§ Instructions for the task
Extract every line from the entries below that contains the word "shirt", treating uppercase and lowercase as different.

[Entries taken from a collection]

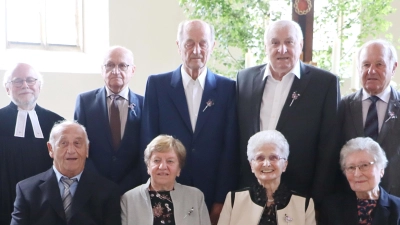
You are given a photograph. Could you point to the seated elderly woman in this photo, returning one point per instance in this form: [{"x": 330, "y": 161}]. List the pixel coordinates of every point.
[
  {"x": 269, "y": 201},
  {"x": 161, "y": 200},
  {"x": 363, "y": 163}
]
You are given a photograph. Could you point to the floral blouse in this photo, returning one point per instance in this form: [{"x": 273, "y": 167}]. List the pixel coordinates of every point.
[
  {"x": 281, "y": 200},
  {"x": 365, "y": 208},
  {"x": 163, "y": 208}
]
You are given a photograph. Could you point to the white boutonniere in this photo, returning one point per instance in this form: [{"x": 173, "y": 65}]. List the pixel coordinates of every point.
[
  {"x": 295, "y": 96},
  {"x": 189, "y": 212},
  {"x": 392, "y": 115},
  {"x": 209, "y": 103},
  {"x": 288, "y": 219},
  {"x": 132, "y": 107}
]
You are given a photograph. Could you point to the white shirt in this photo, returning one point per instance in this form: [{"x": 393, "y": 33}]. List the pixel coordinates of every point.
[
  {"x": 381, "y": 105},
  {"x": 123, "y": 105},
  {"x": 274, "y": 96},
  {"x": 193, "y": 91},
  {"x": 61, "y": 186},
  {"x": 20, "y": 124}
]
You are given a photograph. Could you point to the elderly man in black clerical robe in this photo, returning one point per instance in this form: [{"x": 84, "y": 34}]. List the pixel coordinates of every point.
[{"x": 24, "y": 131}]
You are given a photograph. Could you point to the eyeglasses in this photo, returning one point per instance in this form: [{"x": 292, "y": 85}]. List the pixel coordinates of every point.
[
  {"x": 271, "y": 158},
  {"x": 121, "y": 67},
  {"x": 362, "y": 167},
  {"x": 30, "y": 81}
]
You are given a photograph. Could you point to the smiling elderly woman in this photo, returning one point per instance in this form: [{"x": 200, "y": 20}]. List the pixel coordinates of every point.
[
  {"x": 363, "y": 163},
  {"x": 268, "y": 202},
  {"x": 162, "y": 201}
]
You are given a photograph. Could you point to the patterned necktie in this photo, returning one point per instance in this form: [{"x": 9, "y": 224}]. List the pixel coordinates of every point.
[
  {"x": 67, "y": 197},
  {"x": 371, "y": 128},
  {"x": 115, "y": 122}
]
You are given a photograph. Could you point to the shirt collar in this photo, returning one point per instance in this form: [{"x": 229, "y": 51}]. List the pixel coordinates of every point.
[
  {"x": 384, "y": 95},
  {"x": 186, "y": 78},
  {"x": 59, "y": 175},
  {"x": 123, "y": 93},
  {"x": 295, "y": 70}
]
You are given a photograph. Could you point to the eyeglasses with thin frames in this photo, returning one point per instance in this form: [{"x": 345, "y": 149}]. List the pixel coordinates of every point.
[
  {"x": 271, "y": 158},
  {"x": 362, "y": 167},
  {"x": 121, "y": 67},
  {"x": 30, "y": 81}
]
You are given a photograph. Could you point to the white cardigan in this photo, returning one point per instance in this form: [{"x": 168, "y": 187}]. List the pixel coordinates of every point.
[
  {"x": 136, "y": 206},
  {"x": 245, "y": 211}
]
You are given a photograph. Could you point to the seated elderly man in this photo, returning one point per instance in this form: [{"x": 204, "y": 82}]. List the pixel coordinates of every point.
[
  {"x": 66, "y": 193},
  {"x": 24, "y": 131}
]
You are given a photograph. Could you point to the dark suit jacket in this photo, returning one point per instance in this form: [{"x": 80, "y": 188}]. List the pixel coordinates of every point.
[
  {"x": 121, "y": 166},
  {"x": 388, "y": 139},
  {"x": 21, "y": 158},
  {"x": 38, "y": 202},
  {"x": 341, "y": 209},
  {"x": 212, "y": 149},
  {"x": 309, "y": 125}
]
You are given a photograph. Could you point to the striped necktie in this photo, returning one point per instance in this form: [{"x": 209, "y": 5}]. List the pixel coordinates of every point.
[
  {"x": 371, "y": 128},
  {"x": 67, "y": 197}
]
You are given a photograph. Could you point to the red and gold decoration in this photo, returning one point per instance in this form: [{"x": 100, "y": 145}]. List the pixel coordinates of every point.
[{"x": 302, "y": 7}]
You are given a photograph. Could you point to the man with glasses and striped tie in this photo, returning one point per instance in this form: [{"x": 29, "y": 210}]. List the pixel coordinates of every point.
[
  {"x": 67, "y": 193},
  {"x": 373, "y": 110},
  {"x": 111, "y": 116}
]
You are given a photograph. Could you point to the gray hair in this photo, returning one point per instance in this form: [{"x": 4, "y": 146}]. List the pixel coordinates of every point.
[
  {"x": 165, "y": 143},
  {"x": 267, "y": 137},
  {"x": 281, "y": 24},
  {"x": 60, "y": 126},
  {"x": 182, "y": 25},
  {"x": 112, "y": 48},
  {"x": 363, "y": 144},
  {"x": 8, "y": 74},
  {"x": 391, "y": 50}
]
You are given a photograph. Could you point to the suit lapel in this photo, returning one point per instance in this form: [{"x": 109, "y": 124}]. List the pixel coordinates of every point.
[
  {"x": 133, "y": 113},
  {"x": 391, "y": 115},
  {"x": 356, "y": 113},
  {"x": 382, "y": 210},
  {"x": 298, "y": 87},
  {"x": 103, "y": 114},
  {"x": 258, "y": 87},
  {"x": 83, "y": 193},
  {"x": 178, "y": 97},
  {"x": 208, "y": 99},
  {"x": 51, "y": 191}
]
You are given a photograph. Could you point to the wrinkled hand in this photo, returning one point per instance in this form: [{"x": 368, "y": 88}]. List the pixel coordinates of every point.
[{"x": 215, "y": 211}]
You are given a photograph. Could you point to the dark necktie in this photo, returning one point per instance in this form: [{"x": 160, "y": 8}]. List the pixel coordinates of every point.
[
  {"x": 371, "y": 128},
  {"x": 67, "y": 197},
  {"x": 115, "y": 122}
]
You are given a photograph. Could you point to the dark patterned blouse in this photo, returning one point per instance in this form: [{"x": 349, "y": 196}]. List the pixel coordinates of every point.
[
  {"x": 365, "y": 209},
  {"x": 163, "y": 208},
  {"x": 281, "y": 200}
]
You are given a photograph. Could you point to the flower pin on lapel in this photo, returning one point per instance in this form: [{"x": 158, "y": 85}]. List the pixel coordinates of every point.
[
  {"x": 209, "y": 103},
  {"x": 132, "y": 107},
  {"x": 295, "y": 96},
  {"x": 189, "y": 212},
  {"x": 288, "y": 219},
  {"x": 392, "y": 115}
]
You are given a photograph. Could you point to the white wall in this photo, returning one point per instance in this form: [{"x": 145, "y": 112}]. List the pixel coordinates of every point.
[{"x": 148, "y": 28}]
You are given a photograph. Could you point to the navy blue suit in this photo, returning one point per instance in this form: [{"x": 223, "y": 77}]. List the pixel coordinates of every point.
[
  {"x": 341, "y": 209},
  {"x": 212, "y": 150},
  {"x": 121, "y": 166},
  {"x": 38, "y": 201}
]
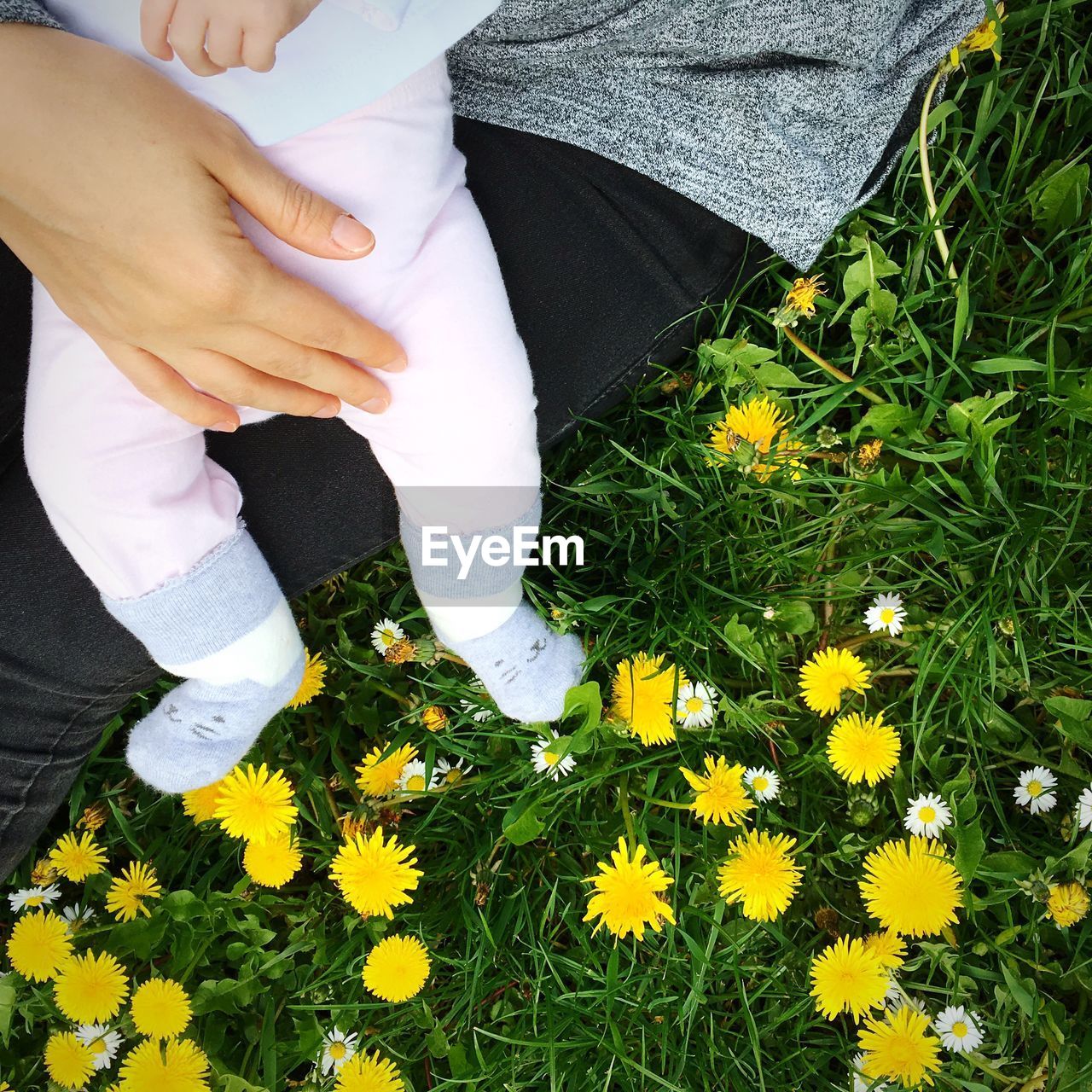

§ Expected output
You are given a photograph. Could you point to the white shirt in this photo, returning one point per instance in this form: [{"x": 393, "y": 33}]. List the pixel coordinates of every point.
You are given a photograph. Could you point to the shirt collar in this photo, returning one point per instance in this form: [{"x": 229, "y": 51}]. List the pixel coordinates of every point.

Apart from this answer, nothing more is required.